■ TASK INSTRUCTIONS: Write the material out again in full, word for word. Do not include the pictures.

■ ITEMS:
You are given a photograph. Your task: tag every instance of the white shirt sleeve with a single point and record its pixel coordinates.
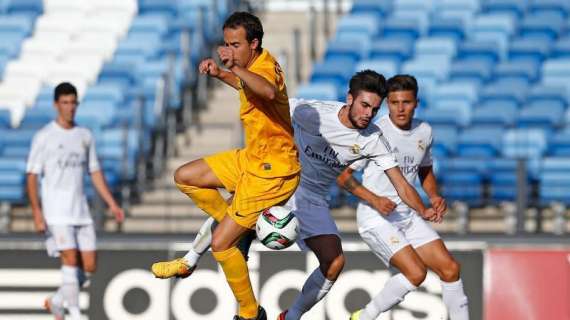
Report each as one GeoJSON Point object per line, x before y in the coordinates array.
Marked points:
{"type": "Point", "coordinates": [36, 158]}
{"type": "Point", "coordinates": [92, 157]}
{"type": "Point", "coordinates": [427, 161]}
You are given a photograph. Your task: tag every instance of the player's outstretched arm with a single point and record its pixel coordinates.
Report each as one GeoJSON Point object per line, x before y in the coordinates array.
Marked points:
{"type": "Point", "coordinates": [429, 184]}
{"type": "Point", "coordinates": [32, 186]}
{"type": "Point", "coordinates": [256, 83]}
{"type": "Point", "coordinates": [211, 68]}
{"type": "Point", "coordinates": [346, 181]}
{"type": "Point", "coordinates": [101, 186]}
{"type": "Point", "coordinates": [409, 195]}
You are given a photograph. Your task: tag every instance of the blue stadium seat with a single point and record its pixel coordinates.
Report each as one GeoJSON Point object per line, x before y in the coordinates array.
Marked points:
{"type": "Point", "coordinates": [380, 8]}
{"type": "Point", "coordinates": [512, 91]}
{"type": "Point", "coordinates": [358, 24]}
{"type": "Point", "coordinates": [435, 46]}
{"type": "Point", "coordinates": [524, 143]}
{"type": "Point", "coordinates": [541, 115]}
{"type": "Point", "coordinates": [318, 91]}
{"type": "Point", "coordinates": [526, 71]}
{"type": "Point", "coordinates": [480, 141]}
{"type": "Point", "coordinates": [542, 26]}
{"type": "Point", "coordinates": [547, 93]}
{"type": "Point", "coordinates": [495, 114]}
{"type": "Point", "coordinates": [401, 28]}
{"type": "Point", "coordinates": [487, 51]}
{"type": "Point", "coordinates": [447, 27]}
{"type": "Point", "coordinates": [516, 8]}
{"type": "Point", "coordinates": [465, 187]}
{"type": "Point", "coordinates": [474, 71]}
{"type": "Point", "coordinates": [558, 7]}
{"type": "Point", "coordinates": [559, 144]}
{"type": "Point", "coordinates": [5, 119]}
{"type": "Point", "coordinates": [554, 179]}
{"type": "Point", "coordinates": [397, 50]}
{"type": "Point", "coordinates": [387, 68]}
{"type": "Point", "coordinates": [444, 141]}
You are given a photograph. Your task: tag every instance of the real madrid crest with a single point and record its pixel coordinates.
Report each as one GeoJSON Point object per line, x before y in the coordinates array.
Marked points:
{"type": "Point", "coordinates": [421, 145]}
{"type": "Point", "coordinates": [355, 149]}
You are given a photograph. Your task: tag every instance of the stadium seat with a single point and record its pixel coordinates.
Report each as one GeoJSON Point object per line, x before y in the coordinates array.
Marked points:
{"type": "Point", "coordinates": [318, 91]}
{"type": "Point", "coordinates": [495, 114]}
{"type": "Point", "coordinates": [397, 50]}
{"type": "Point", "coordinates": [516, 8]}
{"type": "Point", "coordinates": [524, 143]}
{"type": "Point", "coordinates": [444, 141]}
{"type": "Point", "coordinates": [480, 141]}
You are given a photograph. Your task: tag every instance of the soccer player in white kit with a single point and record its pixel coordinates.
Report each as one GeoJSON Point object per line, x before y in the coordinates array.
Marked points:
{"type": "Point", "coordinates": [331, 136]}
{"type": "Point", "coordinates": [394, 231]}
{"type": "Point", "coordinates": [60, 153]}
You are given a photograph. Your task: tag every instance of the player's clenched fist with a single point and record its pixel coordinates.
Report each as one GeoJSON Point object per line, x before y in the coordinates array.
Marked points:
{"type": "Point", "coordinates": [209, 67]}
{"type": "Point", "coordinates": [226, 56]}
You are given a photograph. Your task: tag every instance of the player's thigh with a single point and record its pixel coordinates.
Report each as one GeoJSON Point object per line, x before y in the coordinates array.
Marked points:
{"type": "Point", "coordinates": [227, 234]}
{"type": "Point", "coordinates": [437, 258]}
{"type": "Point", "coordinates": [86, 243]}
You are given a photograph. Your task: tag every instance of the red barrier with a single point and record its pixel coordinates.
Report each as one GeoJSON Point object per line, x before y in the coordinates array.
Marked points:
{"type": "Point", "coordinates": [527, 284]}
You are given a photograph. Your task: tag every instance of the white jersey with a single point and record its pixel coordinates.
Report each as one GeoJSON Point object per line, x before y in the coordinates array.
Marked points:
{"type": "Point", "coordinates": [326, 146]}
{"type": "Point", "coordinates": [413, 150]}
{"type": "Point", "coordinates": [60, 157]}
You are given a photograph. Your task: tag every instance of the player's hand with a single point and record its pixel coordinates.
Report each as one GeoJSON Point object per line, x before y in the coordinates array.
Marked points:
{"type": "Point", "coordinates": [226, 56]}
{"type": "Point", "coordinates": [430, 215]}
{"type": "Point", "coordinates": [209, 67]}
{"type": "Point", "coordinates": [439, 205]}
{"type": "Point", "coordinates": [39, 223]}
{"type": "Point", "coordinates": [383, 205]}
{"type": "Point", "coordinates": [118, 213]}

■ TASK OUTPUT:
You are given a photograph. Your task: tag every instance of the white shirt sleeve with a single point and record its pixel coordinates.
Report each as one GeoJSON Point object per line, x before y in the coordinates array.
Marked points:
{"type": "Point", "coordinates": [36, 158]}
{"type": "Point", "coordinates": [92, 157]}
{"type": "Point", "coordinates": [427, 161]}
You are given a photograph. Your task: tag every instance of the player's outstretched arm with a single point and record its pixel coordinates.
Report each as one GeoJSON Point object per line, x before y in the coordinates array.
Marked points:
{"type": "Point", "coordinates": [429, 184]}
{"type": "Point", "coordinates": [32, 186]}
{"type": "Point", "coordinates": [256, 83]}
{"type": "Point", "coordinates": [211, 68]}
{"type": "Point", "coordinates": [346, 181]}
{"type": "Point", "coordinates": [101, 186]}
{"type": "Point", "coordinates": [409, 195]}
You are given a photograph. Your task: tag every instance of the blue stadium seat with a single point and record its pixel coordinates.
Report each as one GeoJSON Point object per line, x before y in the coordinates array.
Marked points:
{"type": "Point", "coordinates": [380, 8]}
{"type": "Point", "coordinates": [512, 91]}
{"type": "Point", "coordinates": [358, 24]}
{"type": "Point", "coordinates": [435, 46]}
{"type": "Point", "coordinates": [524, 143]}
{"type": "Point", "coordinates": [541, 115]}
{"type": "Point", "coordinates": [318, 91]}
{"type": "Point", "coordinates": [526, 71]}
{"type": "Point", "coordinates": [480, 141]}
{"type": "Point", "coordinates": [542, 26]}
{"type": "Point", "coordinates": [547, 93]}
{"type": "Point", "coordinates": [495, 114]}
{"type": "Point", "coordinates": [401, 28]}
{"type": "Point", "coordinates": [487, 51]}
{"type": "Point", "coordinates": [447, 27]}
{"type": "Point", "coordinates": [516, 8]}
{"type": "Point", "coordinates": [465, 187]}
{"type": "Point", "coordinates": [474, 71]}
{"type": "Point", "coordinates": [558, 7]}
{"type": "Point", "coordinates": [559, 144]}
{"type": "Point", "coordinates": [5, 119]}
{"type": "Point", "coordinates": [554, 179]}
{"type": "Point", "coordinates": [397, 50]}
{"type": "Point", "coordinates": [387, 68]}
{"type": "Point", "coordinates": [444, 141]}
You are given a photograph. Your task: tag every instance of the real madrid crest with a single point and record its pixel coordinates.
Report each as one GeoJSON Point object per line, x before y in the coordinates array.
Marked points:
{"type": "Point", "coordinates": [421, 145]}
{"type": "Point", "coordinates": [355, 149]}
You are given a photograph. Your task: tag every instance of the stadium seat with a single point and record its pixel coordinates.
Report each as one GeoJSON Point object per line, x before y in the coordinates array.
Marked points:
{"type": "Point", "coordinates": [318, 91]}
{"type": "Point", "coordinates": [495, 114]}
{"type": "Point", "coordinates": [397, 50]}
{"type": "Point", "coordinates": [516, 8]}
{"type": "Point", "coordinates": [524, 143]}
{"type": "Point", "coordinates": [444, 141]}
{"type": "Point", "coordinates": [480, 141]}
You are given a photograph. Your task: tag every instance of the soccer player in white kit with a single point and record its pixel coordinates.
Report each as one GeoJSON Point object per line, x before y in the coordinates array.
Marked points:
{"type": "Point", "coordinates": [331, 136]}
{"type": "Point", "coordinates": [394, 231]}
{"type": "Point", "coordinates": [60, 153]}
You are given a photograph. Your task: tag every instance of the player's clenched fist with a single point and record its pixel coordinates.
Report each as one GeoJSON Point object per line, x before y in the coordinates array.
Marked points:
{"type": "Point", "coordinates": [209, 67]}
{"type": "Point", "coordinates": [226, 56]}
You are given a photograph. Your task: tag every instance of the player's thigh with a single point and record its pixel coordinates.
Report each as one GeoJSON Point object per line, x before y in the coordinates array.
Marked points:
{"type": "Point", "coordinates": [227, 234]}
{"type": "Point", "coordinates": [437, 258]}
{"type": "Point", "coordinates": [86, 243]}
You are given a photograph. Your task: tag every instance of the red barrier with a single point and record its pixel coordinates.
Report each as one GeoJSON Point object per line, x before y in the coordinates array.
Marked points:
{"type": "Point", "coordinates": [527, 284]}
You are given a photograph. Your task: tag every instance of the white jersey with a single point and record its pixel coordinates.
Report each as one GeoJSON Point object per line, x before y in the coordinates array.
Marked points:
{"type": "Point", "coordinates": [326, 146]}
{"type": "Point", "coordinates": [413, 150]}
{"type": "Point", "coordinates": [60, 157]}
You are given a photograph. Your task: tag every instance of the player's hand with a single point and record its pixel coordinates.
Report each as one GeoJSON Point object per line, x before y in the coordinates array.
Marked points:
{"type": "Point", "coordinates": [226, 56]}
{"type": "Point", "coordinates": [430, 215]}
{"type": "Point", "coordinates": [209, 67]}
{"type": "Point", "coordinates": [439, 205]}
{"type": "Point", "coordinates": [39, 223]}
{"type": "Point", "coordinates": [383, 205]}
{"type": "Point", "coordinates": [118, 213]}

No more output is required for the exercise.